**What you should do:** Each line of the data below must be reproduced without any change.

Dataset excerpts
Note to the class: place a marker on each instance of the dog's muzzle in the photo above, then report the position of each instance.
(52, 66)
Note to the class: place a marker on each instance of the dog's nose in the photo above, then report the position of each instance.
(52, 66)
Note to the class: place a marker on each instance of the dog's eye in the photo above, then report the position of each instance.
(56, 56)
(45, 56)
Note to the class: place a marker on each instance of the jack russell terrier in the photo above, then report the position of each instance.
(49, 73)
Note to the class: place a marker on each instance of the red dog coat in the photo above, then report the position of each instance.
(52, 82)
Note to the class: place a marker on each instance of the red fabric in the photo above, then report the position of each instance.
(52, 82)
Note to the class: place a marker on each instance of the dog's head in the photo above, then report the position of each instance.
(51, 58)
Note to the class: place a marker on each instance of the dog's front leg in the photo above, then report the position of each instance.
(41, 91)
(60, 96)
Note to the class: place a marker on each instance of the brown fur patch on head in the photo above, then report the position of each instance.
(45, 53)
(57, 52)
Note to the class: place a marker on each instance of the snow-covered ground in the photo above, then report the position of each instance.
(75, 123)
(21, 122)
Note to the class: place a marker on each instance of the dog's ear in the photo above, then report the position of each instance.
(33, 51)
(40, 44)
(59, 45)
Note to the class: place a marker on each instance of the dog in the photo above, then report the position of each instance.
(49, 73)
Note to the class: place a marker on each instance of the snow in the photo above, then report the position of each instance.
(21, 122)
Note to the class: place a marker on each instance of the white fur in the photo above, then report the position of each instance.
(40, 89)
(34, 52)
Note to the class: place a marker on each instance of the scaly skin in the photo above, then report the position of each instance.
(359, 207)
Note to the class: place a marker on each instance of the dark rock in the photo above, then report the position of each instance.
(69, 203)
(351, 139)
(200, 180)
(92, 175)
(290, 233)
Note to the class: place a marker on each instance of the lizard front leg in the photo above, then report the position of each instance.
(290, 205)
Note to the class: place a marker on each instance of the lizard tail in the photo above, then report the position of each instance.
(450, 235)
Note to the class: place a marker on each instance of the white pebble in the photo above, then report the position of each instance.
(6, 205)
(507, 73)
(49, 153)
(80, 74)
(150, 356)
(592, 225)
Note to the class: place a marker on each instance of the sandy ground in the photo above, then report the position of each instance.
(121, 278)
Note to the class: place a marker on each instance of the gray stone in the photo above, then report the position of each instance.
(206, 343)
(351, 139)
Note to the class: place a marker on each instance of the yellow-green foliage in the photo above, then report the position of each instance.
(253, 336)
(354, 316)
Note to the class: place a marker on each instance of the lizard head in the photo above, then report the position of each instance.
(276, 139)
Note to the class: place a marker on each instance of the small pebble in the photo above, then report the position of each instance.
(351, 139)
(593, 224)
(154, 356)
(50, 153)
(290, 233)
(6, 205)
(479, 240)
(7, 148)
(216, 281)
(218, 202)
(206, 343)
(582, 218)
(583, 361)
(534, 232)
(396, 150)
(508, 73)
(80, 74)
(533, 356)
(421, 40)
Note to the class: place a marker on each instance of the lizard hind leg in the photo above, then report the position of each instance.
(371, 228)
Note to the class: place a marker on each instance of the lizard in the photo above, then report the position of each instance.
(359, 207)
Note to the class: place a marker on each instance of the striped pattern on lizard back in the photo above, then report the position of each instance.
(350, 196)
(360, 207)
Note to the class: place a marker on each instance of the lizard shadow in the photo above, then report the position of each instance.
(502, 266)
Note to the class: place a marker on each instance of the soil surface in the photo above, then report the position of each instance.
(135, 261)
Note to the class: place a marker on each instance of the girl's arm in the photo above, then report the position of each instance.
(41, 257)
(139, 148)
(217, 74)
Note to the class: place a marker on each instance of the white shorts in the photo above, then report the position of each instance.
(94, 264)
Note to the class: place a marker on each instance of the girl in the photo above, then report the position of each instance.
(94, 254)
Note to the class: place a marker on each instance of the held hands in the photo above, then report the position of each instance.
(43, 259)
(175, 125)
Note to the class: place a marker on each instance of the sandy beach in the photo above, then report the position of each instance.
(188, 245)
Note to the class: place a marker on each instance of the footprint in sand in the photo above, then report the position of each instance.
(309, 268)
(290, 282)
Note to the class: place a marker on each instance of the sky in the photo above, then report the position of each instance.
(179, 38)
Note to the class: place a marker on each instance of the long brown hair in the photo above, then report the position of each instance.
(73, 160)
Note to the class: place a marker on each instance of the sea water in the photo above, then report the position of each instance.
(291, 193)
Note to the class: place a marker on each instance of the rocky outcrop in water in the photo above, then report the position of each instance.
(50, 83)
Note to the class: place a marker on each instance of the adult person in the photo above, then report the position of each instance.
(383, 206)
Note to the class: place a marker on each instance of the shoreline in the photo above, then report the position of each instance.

**Task output:**
Note to the class: place a marker on each instance of the dog's muzzle in the photo above, then report the position of each instance.
(52, 66)
Note to the class: place a marker on each instance of the dog's nose in the photo above, then report the position of each instance.
(52, 66)
Note to the class: place a marker on each instance of the dog's eye in the photo above, then report the position of each instance.
(56, 56)
(45, 56)
Note to the class: place a marker on each instance of the jack russell terrier in the photo above, then report the position of each instance.
(49, 73)
Note to the class: place a marker on each instance of the red dog coat in the photo above, then report the position of each instance.
(52, 82)
Note to the class: place a marker on each instance of the red fabric in the photo above, then report the position of each instance.
(52, 82)
Note to the class: place a marker on each instance of the dog's head in the photo above, then report the position of each instance.
(51, 58)
Note to the class: place a marker on each instance of the dog's front leg in the photo above, then report the position of each instance.
(41, 91)
(60, 96)
Note to the class: place a marker on each instance of the brown fur patch on head in the photo above, then report the position of each instance.
(45, 53)
(57, 52)
Note to the class: place a marker on each instance of the snow-covered ground in the photo above, then report the position of each instance.
(75, 123)
(21, 122)
Note to the class: place a marker on each instance of the dog's ear in the photo above, then report the position of each instance.
(33, 51)
(40, 44)
(59, 45)
Note to the class: place a marker on each instance of the dog in the photo above, then report the position of each instance.
(49, 73)
Note to the class: place a marker on each instance of the snow in the photo above, then report the position of each instance.
(21, 122)
Note to the class: place a marker on each instance of the white fur in the photo above, then report the position of each instance.
(40, 89)
(34, 52)
Note to the class: place a marker on each instance of the scaly skin in the photo above, then report the position of each instance.
(359, 207)
Note to the class: place a marker on each instance of the dark rock in the photo above, then report the position of each instance.
(69, 203)
(351, 139)
(200, 180)
(92, 175)
(290, 233)
Note to the class: place a marker on each instance of the lizard front leg in the photo above, then report the position of each instance.
(290, 205)
Note to the class: place a marker on each instance of the lizard tail in the photo above, then report the position of each instance.
(450, 235)
Note to the class: place a marker on each instance of the white pebble in the photo above, then report the position of each instance.
(6, 205)
(507, 73)
(49, 153)
(80, 74)
(150, 356)
(592, 225)
Note to the class: place a marker on each instance of the sandy ground in the photo above, then report the position of each instance.
(121, 278)
Note to the class: place a marker on each instance of the gray stone in the photo above, then report the position of each instance.
(206, 343)
(351, 139)
Note to the class: place a marker on each instance of the yellow-green foliage in the photo above, then report the position of each instance.
(253, 336)
(354, 316)
Note to the class: place a marker on each instance of the lizard head in the photo above, then report the position of each instance.
(276, 139)
Note to the class: place a marker on each instance of the small pebble in the photo above, then report the position of each instance.
(351, 139)
(593, 224)
(154, 356)
(50, 153)
(290, 233)
(6, 205)
(479, 240)
(7, 148)
(216, 281)
(218, 202)
(206, 343)
(582, 218)
(583, 361)
(534, 232)
(396, 150)
(508, 73)
(80, 74)
(533, 356)
(421, 40)
Note to the class: place a marker on each instance of the lizard hind leg in the photo above, then report the position of each instance.
(371, 228)
Note to the class: place a marker on each instance of the lizard in the photo above, then report the position of each instance.
(359, 207)
Note to the class: place a marker on each instance of the striped pattern on lizard back in the photo above, then report the position of each instance.
(350, 196)
(360, 207)
Note to the class: place a marker on each instance of the lizard shadow in the photo above, then report the position of each instance.
(502, 266)
Note to the class: place a marker on each instance of the soil surface in the photo above, then report the position of each instance.
(135, 261)
Note to the class: place a marker on each instance of the girl's arm in the photo above, then report the position of each instance.
(41, 257)
(139, 148)
(217, 74)
Note to the class: place a marker on each instance of the white shorts in the photo above, then report the position of each instance.
(94, 264)
Note to the class: place a marker on each instance of the girl in the photo above, then report the position of each instance.
(94, 254)
Note to the class: place a marker on each instance of the held hands in the photo above, then report the position of each instance.
(43, 259)
(175, 125)
Note to the class: place a marker on each instance of the sandy beach in the photo above, then report the position of each instance.
(188, 245)
Note to the class: place a marker on each instance of the footprint in sand in the photo above, then report the position of each instance.
(309, 268)
(290, 282)
Note to the class: place a marker on each instance of the sky in the photo above, then report the position of each instance.
(179, 38)
Note to the class: place a marker on each instance of the long brown hair in the photo above, then report the position of each instance.
(73, 160)
Note to the class: place a marker on each instance of the sea water in the photo above, then report the position of each instance.
(291, 193)
Note to the class: place a marker on each instance of the rocky outcrop in water in the photo above, then report the position of each instance.
(50, 83)
Note to the class: place a marker on each instance of the adult person in the photo above, then report the position of each instance.
(383, 206)
Note to the class: place a marker on each instance of the shoreline in the photo above, then report the position of each instance.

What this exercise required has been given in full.